---------- Extrait à lire ----------

Je sais, je sais, les histoires qui racontent une rupture douloureuse sont parfois dures à lire, surtout quand on est passé soi-même par un tel moment déchirant, qui remet tout en cause. Mais je peux d'ores et déjà vous rassurer : oui, du déchirement, de la douleur, il y en a, dans ce livre. En revanche, il ne se résumé pas à ça, loin de là. Il montre aussi comment on peut survivre, changer, se reconstruire et construire quelque chose de nouveau, quelque chose de fort, quelque chose de beau, et (re)trouver une famille. Une crise comme l'est le départ abrupt d'un être aimé peut toujours être la chance d'un nouveau démarrage, si seulement on se donne les moyens de la saisir.
Mais rentrons dans le vif du sujet. Dans "
Comme il faut", on suit l'histoire de François et Ahmed. En couple depuis vingt ans, marié depuis peu, propriétaires de leur maison dans un village plutôt huppé près de Montpellier, ils coulent une existence à première vue heureuse, sans vagues, sans encombre, sans grandes difficultés. François dirige une école, Ahmed est cadre supérieur dans une boîte affiliée au monde du BTP. Cerise sur ce gâteau déjà fort appétissant, ils s'apprêtent à partir pour l'Oregon pour recueillir leur enfant issu d'une GPA, qui naîtra dans les jours à venir. Oui, tout semble rouler sur des rails ultra-lisses. Mais cette idylle se fracasse d'un seul coup quand, le jour de leur départ, Ahmed sort faire un dernier footing… pour ne plus jamais revenir.

----------

**À compléter:**
• a. D'après l'extrait, pourquoi ce livre ne se résume-t-il pas au déchirement et à la douleur ? Répondez en une à trois phrases.
• b. Recopiez fidèlement le passage de l'extrait qui commence aux mots « Je sais, je » et s'arrête après les mots « de la saisir. ».
• c. Ces affirmations concordent-elles avec l'extrait ? Pour chacune, répondez par oui ou par non en citant exactement les mots de l'extrait qui tranchent.
(i) François et Ahmed sont en couple depuis vingt ans.
(ii) Leur maison se trouve dans un village près de Toulouse.
(iii) C'est François qui est cadre supérieur dans une boîte liée au BTP.
Le matériel ci-après est indépendant de l'extrait.

---------- Données affichées ----------

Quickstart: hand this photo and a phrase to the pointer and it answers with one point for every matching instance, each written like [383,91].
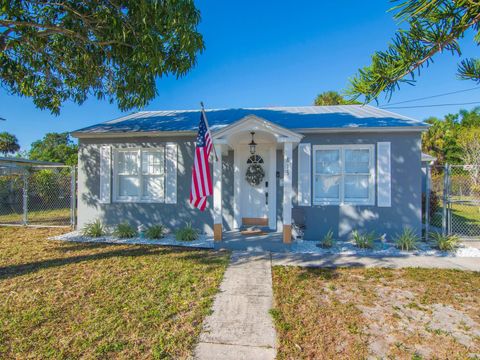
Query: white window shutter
[105,174]
[384,177]
[171,174]
[304,174]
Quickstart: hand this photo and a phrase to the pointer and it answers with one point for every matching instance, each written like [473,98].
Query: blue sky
[267,53]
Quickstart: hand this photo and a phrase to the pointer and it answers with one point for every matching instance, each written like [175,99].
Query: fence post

----------

**Corrigé de l'exercice:**
• a. Le livre montre aussi comment on peut survivre, changer et se reconstruire. Il montre encore comment construire quelque chose de nouveau, de fort et de beau, et (re)trouver une famille.

• b.
Je sais, je sais, les histoires qui racontent une rupture douloureuse sont parfois dures à lire, surtout quand on est passé soi-même par un tel moment déchirant, qui remet tout en cause. Mais je peux d'ores et déjà vous rassurer : oui, du déchirement, de la douleur, il y en a, dans ce livre. En revanche, il ne se résumé pas à ça, loin de là. Il montre aussi comment on peut survivre, changer, se reconstruire et construire quelque chose de nouveau, quelque chose de fort, quelque chose de beau, et (re)trouver une famille. Une crise comme l'est le départ abrupt d'un être aimé peut toujours être la chance d'un nouveau démarrage, si seulement on se donne les moyens de la saisir.

• c.
(i) Oui : « En couple depuis vingt ans ».
(ii) Non : « dans un village plutôt huppé près de Montpellier ».
(iii) Non : « Ahmed est cadre supérieur dans une boîte affiliée au monde du BTP ».